** Information given follows **
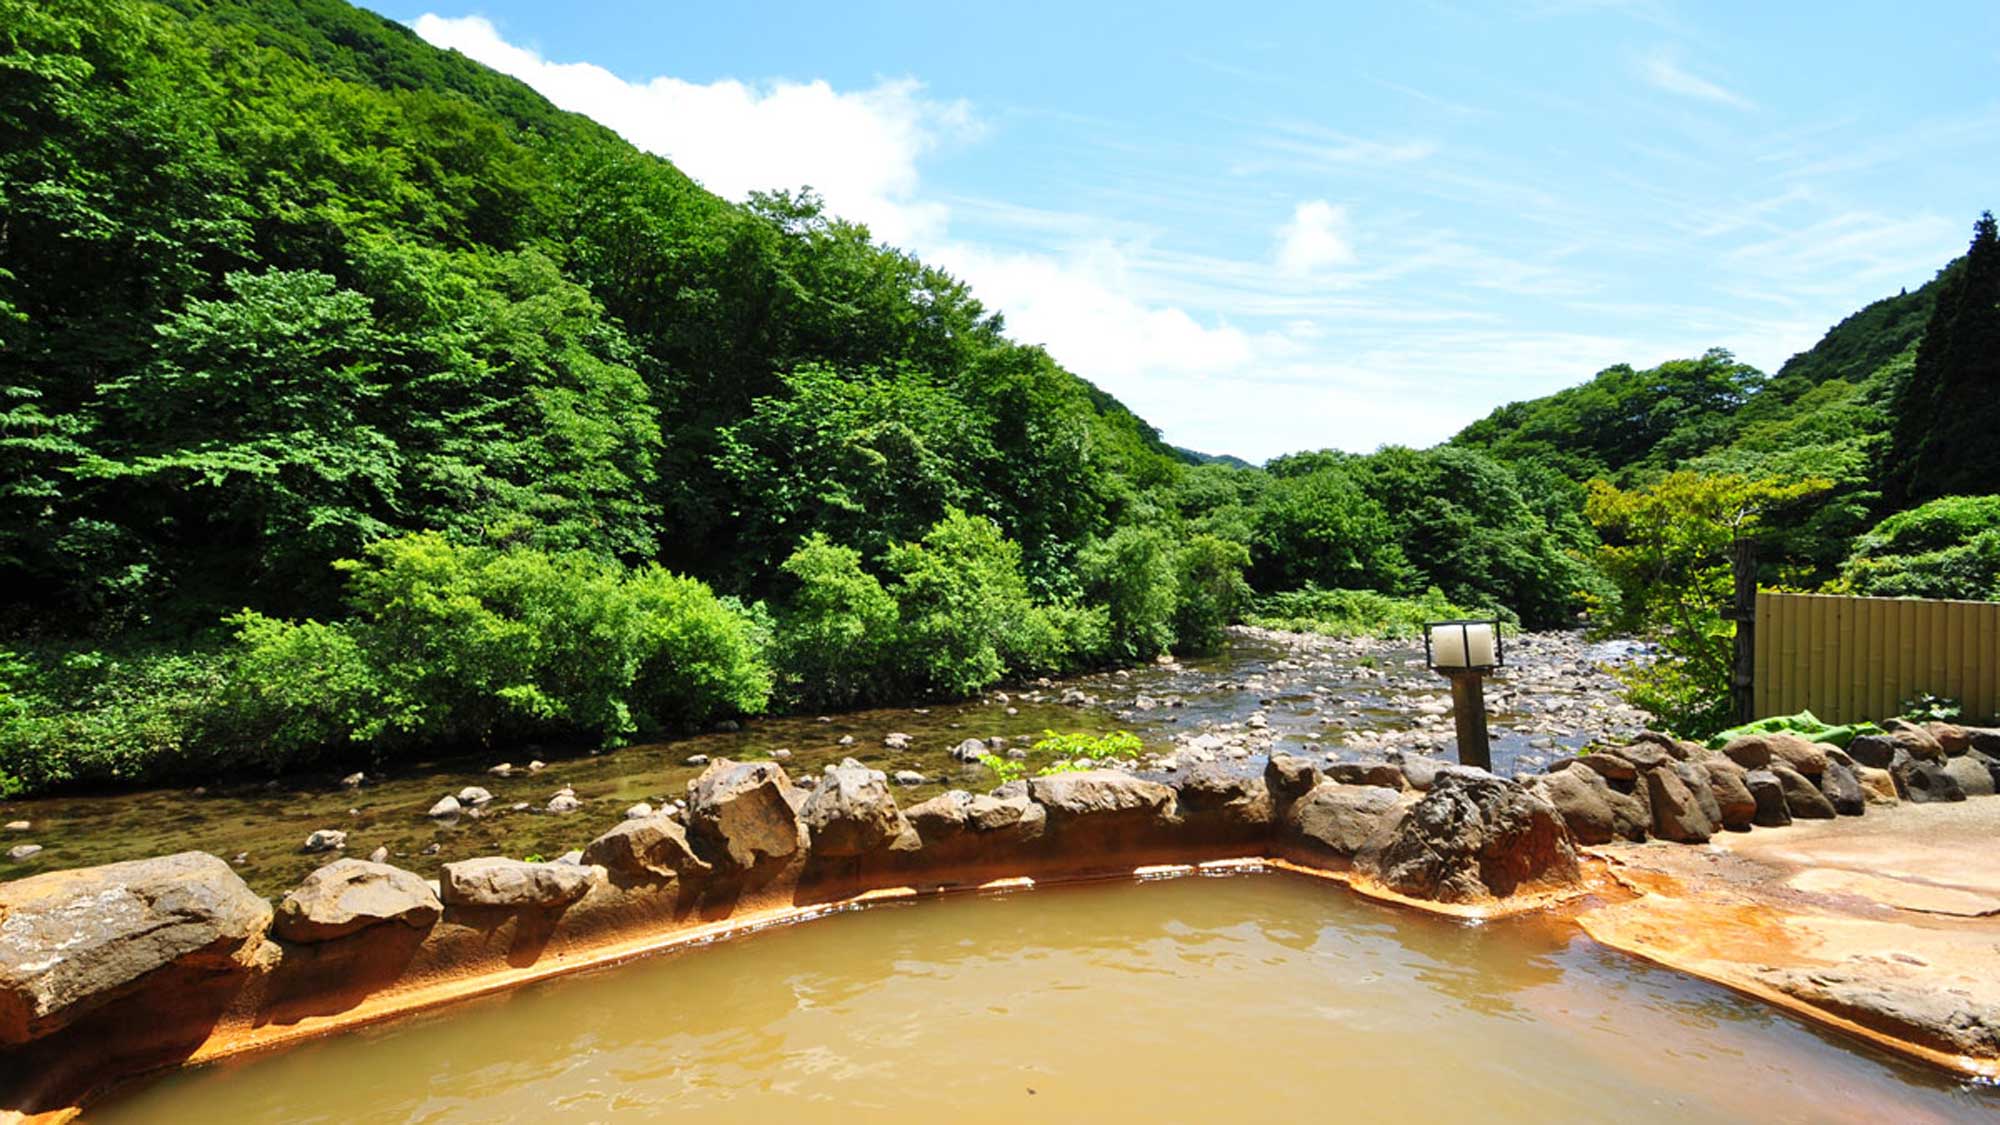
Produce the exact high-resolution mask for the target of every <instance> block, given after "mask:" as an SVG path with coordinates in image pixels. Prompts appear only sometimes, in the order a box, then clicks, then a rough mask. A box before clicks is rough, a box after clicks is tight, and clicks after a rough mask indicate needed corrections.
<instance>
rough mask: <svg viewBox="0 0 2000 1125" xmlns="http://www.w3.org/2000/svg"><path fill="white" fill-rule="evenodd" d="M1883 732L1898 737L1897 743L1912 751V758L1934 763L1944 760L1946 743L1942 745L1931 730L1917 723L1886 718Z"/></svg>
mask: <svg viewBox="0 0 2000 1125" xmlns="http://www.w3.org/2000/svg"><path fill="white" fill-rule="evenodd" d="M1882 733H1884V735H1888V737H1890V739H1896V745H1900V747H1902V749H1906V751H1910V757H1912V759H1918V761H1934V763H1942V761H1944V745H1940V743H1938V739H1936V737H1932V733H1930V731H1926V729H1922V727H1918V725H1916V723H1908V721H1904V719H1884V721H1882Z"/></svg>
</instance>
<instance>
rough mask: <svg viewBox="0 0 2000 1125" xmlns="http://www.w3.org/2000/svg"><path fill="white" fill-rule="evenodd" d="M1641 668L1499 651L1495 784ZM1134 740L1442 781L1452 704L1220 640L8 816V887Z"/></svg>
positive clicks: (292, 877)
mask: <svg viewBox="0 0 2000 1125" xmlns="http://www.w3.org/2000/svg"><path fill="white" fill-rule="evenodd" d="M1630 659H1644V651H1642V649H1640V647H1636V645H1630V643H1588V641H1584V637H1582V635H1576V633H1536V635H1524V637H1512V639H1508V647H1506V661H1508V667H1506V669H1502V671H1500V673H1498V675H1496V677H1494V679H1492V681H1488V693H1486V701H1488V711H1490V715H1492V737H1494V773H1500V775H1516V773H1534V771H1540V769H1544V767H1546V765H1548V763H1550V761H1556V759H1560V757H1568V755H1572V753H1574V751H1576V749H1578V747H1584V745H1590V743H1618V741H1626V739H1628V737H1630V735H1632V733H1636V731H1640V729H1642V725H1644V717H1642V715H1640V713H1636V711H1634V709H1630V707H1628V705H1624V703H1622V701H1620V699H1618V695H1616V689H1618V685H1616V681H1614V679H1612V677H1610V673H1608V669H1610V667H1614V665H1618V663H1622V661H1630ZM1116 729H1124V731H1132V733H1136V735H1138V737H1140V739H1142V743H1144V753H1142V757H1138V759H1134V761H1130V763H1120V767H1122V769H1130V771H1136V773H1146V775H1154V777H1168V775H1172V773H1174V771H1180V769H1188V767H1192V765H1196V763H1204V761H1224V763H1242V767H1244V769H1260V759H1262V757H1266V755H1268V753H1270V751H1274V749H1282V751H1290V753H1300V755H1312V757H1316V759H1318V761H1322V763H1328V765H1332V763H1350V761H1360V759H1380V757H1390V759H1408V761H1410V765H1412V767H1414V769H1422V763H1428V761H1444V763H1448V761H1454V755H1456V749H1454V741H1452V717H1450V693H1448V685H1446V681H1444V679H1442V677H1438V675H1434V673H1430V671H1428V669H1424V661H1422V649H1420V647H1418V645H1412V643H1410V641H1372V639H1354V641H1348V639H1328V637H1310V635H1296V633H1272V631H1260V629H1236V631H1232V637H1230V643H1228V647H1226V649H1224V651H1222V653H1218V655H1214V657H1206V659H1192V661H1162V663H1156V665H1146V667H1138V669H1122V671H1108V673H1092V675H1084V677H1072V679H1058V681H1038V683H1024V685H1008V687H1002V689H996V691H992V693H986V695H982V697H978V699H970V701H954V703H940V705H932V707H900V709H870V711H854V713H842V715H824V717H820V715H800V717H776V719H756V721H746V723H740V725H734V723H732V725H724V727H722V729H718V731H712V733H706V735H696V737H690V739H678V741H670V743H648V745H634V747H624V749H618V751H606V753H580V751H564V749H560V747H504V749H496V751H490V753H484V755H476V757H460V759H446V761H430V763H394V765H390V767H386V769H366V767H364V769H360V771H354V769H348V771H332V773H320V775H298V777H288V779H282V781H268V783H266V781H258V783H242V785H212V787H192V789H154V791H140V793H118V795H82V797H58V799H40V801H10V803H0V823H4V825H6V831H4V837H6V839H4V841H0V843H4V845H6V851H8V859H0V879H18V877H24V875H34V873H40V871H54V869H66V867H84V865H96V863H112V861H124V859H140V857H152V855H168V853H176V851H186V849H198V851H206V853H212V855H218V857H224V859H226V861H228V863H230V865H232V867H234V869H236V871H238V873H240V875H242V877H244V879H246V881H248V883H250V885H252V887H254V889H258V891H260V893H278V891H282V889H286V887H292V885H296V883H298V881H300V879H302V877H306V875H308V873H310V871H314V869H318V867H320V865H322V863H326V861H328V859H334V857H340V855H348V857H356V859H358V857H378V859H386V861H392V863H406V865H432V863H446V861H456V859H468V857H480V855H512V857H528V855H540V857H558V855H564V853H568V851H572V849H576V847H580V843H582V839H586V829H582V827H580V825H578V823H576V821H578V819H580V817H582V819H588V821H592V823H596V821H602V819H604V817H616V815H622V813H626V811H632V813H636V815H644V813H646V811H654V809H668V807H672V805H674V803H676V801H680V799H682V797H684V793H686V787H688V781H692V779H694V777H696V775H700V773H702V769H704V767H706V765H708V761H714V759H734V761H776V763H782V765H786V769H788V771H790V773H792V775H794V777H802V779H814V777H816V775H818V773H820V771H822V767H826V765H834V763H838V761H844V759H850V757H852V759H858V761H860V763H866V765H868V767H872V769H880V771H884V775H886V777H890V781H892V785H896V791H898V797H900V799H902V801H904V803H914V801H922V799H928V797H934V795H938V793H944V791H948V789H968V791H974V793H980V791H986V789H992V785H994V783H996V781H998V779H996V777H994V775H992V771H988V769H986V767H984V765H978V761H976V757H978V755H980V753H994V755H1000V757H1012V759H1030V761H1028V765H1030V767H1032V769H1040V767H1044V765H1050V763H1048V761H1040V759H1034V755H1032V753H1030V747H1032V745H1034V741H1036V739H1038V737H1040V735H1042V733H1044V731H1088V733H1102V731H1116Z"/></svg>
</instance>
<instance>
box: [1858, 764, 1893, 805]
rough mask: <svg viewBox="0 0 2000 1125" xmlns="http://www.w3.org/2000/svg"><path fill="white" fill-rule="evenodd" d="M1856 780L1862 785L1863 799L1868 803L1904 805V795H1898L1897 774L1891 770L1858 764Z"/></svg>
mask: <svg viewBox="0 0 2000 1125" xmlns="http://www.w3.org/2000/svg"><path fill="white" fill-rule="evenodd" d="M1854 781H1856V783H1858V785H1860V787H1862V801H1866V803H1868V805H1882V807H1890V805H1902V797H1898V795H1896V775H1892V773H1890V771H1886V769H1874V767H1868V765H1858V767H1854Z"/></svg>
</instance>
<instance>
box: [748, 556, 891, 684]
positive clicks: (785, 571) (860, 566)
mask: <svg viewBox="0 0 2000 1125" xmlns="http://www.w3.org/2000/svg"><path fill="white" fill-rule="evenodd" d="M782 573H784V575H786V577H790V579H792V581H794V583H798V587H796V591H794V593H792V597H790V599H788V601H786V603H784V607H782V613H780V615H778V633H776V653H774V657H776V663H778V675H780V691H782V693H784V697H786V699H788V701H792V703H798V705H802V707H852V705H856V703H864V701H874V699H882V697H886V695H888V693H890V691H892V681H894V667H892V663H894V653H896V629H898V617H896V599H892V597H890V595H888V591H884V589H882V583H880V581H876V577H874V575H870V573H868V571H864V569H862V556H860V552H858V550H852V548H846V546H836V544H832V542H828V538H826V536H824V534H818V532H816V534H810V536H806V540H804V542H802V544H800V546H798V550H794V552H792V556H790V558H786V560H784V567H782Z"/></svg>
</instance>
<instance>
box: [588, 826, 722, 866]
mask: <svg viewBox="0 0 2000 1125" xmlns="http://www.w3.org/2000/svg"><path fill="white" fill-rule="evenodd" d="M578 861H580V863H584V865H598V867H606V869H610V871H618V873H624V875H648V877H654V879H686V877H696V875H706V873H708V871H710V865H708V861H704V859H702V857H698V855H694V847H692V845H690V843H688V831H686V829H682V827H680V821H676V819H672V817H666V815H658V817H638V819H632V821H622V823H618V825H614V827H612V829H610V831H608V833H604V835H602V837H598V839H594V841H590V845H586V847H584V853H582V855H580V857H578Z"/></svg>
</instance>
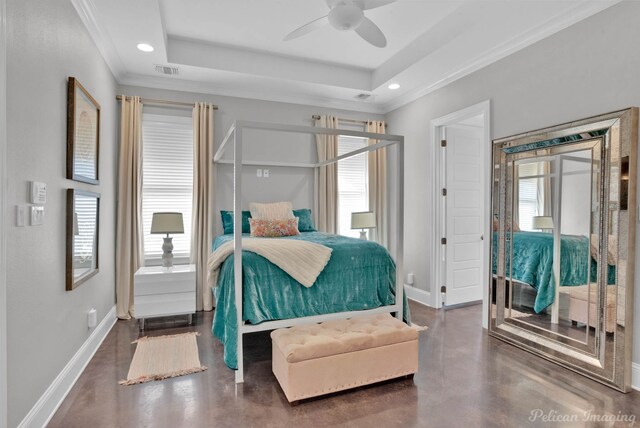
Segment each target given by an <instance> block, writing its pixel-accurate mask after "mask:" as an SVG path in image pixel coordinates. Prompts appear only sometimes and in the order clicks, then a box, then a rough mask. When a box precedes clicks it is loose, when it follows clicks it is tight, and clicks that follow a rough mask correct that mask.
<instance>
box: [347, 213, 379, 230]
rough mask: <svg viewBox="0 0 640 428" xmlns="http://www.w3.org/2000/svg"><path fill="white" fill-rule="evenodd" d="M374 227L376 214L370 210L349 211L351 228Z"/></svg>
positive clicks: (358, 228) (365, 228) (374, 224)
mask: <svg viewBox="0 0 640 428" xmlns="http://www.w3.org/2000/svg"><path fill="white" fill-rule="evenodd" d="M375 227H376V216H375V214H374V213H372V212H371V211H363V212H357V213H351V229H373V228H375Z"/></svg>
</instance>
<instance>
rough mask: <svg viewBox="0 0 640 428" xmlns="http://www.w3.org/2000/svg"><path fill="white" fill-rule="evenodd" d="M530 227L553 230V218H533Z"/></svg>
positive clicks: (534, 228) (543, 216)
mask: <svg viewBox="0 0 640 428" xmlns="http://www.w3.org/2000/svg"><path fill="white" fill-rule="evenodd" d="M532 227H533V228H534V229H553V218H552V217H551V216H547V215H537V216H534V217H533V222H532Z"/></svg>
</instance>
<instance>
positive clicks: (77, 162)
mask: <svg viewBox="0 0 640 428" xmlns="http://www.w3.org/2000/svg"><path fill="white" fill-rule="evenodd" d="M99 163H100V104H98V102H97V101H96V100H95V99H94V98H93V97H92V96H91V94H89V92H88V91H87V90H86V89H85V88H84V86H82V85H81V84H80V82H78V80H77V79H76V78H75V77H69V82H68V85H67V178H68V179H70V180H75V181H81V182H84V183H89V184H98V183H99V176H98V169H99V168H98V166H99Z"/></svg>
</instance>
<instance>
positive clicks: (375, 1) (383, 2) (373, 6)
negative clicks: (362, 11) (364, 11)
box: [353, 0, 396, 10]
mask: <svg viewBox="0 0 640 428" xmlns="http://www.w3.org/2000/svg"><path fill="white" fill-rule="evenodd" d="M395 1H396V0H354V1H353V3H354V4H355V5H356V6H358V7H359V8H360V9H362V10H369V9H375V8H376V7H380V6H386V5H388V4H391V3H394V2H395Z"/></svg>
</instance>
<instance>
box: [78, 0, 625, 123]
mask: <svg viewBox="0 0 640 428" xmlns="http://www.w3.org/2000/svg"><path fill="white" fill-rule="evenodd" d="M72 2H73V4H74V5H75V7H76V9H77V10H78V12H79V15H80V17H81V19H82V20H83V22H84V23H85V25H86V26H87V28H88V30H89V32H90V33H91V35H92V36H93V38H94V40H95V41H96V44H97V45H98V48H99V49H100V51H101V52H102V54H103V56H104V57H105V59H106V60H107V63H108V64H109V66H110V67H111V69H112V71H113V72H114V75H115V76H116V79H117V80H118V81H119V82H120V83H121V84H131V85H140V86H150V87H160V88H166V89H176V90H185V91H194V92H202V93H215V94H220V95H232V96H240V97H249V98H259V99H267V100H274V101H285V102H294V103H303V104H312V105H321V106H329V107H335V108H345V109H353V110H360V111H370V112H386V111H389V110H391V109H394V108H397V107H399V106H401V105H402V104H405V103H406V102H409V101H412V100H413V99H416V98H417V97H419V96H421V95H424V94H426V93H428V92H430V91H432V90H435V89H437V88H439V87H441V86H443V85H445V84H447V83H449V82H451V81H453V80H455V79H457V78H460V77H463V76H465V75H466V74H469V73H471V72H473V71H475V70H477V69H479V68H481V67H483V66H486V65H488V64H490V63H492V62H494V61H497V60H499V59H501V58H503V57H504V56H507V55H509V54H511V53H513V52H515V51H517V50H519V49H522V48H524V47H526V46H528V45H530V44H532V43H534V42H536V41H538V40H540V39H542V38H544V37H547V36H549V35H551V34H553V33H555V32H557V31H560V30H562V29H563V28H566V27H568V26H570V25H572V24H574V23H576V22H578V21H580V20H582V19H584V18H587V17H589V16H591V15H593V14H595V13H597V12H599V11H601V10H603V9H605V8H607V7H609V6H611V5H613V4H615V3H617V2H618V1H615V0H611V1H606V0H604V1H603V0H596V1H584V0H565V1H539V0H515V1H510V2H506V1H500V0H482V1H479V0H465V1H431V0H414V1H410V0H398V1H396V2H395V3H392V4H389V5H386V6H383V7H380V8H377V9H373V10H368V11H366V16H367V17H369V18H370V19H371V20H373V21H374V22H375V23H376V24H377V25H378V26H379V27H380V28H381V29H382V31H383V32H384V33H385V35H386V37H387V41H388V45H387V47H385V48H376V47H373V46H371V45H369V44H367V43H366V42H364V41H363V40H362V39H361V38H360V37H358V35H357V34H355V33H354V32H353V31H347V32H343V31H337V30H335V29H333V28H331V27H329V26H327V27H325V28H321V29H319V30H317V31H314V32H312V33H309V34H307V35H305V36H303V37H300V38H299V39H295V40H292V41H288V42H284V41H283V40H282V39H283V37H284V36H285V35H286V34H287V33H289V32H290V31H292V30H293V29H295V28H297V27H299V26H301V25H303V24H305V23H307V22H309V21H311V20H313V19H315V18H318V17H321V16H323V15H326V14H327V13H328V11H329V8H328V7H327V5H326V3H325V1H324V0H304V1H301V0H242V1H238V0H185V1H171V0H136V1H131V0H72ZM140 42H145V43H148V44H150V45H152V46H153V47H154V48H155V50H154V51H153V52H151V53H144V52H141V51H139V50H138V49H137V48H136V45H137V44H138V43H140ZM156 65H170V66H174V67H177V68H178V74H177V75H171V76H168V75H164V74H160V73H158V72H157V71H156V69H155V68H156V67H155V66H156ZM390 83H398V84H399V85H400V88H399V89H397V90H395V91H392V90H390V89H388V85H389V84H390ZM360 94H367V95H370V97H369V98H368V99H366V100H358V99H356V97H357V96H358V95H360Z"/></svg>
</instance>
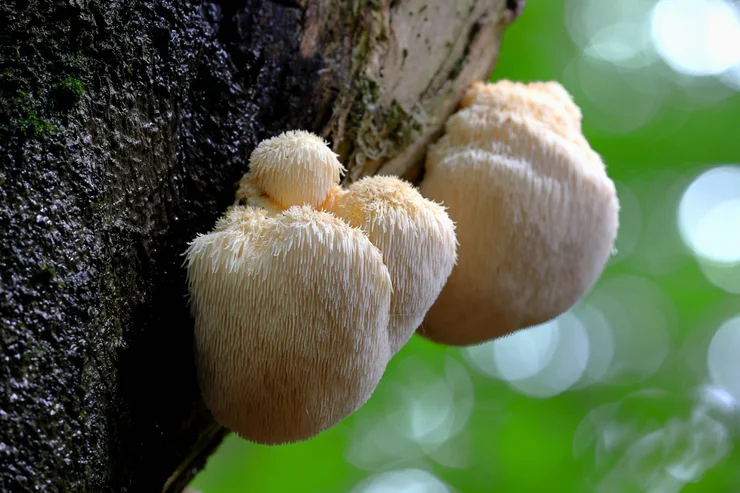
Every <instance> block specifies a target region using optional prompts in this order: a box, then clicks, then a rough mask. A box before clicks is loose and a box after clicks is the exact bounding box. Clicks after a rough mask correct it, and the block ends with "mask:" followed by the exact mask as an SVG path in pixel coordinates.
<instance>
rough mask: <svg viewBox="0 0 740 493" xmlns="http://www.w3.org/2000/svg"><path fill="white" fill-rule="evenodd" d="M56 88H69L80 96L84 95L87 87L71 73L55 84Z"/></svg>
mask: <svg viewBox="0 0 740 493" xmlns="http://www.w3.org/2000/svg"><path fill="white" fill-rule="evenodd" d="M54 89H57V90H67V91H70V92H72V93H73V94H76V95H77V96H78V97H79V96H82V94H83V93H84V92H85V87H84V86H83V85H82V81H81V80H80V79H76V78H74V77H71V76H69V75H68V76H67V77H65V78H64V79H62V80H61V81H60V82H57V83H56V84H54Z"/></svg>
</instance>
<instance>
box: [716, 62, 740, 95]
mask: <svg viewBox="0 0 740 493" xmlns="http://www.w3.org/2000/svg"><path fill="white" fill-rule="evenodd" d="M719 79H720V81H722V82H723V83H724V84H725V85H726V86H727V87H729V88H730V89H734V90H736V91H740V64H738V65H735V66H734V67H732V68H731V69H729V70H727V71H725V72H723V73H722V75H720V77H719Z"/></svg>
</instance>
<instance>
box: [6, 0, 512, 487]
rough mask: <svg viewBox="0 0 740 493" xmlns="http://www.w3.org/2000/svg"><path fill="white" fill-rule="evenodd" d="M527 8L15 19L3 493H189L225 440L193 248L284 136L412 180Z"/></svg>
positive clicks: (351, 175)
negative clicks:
** End of Information given **
Please pick out each line in the entries above that contains the word "negative", and copy those lines.

— Reply —
negative clicks: (362, 11) (364, 11)
negative clicks:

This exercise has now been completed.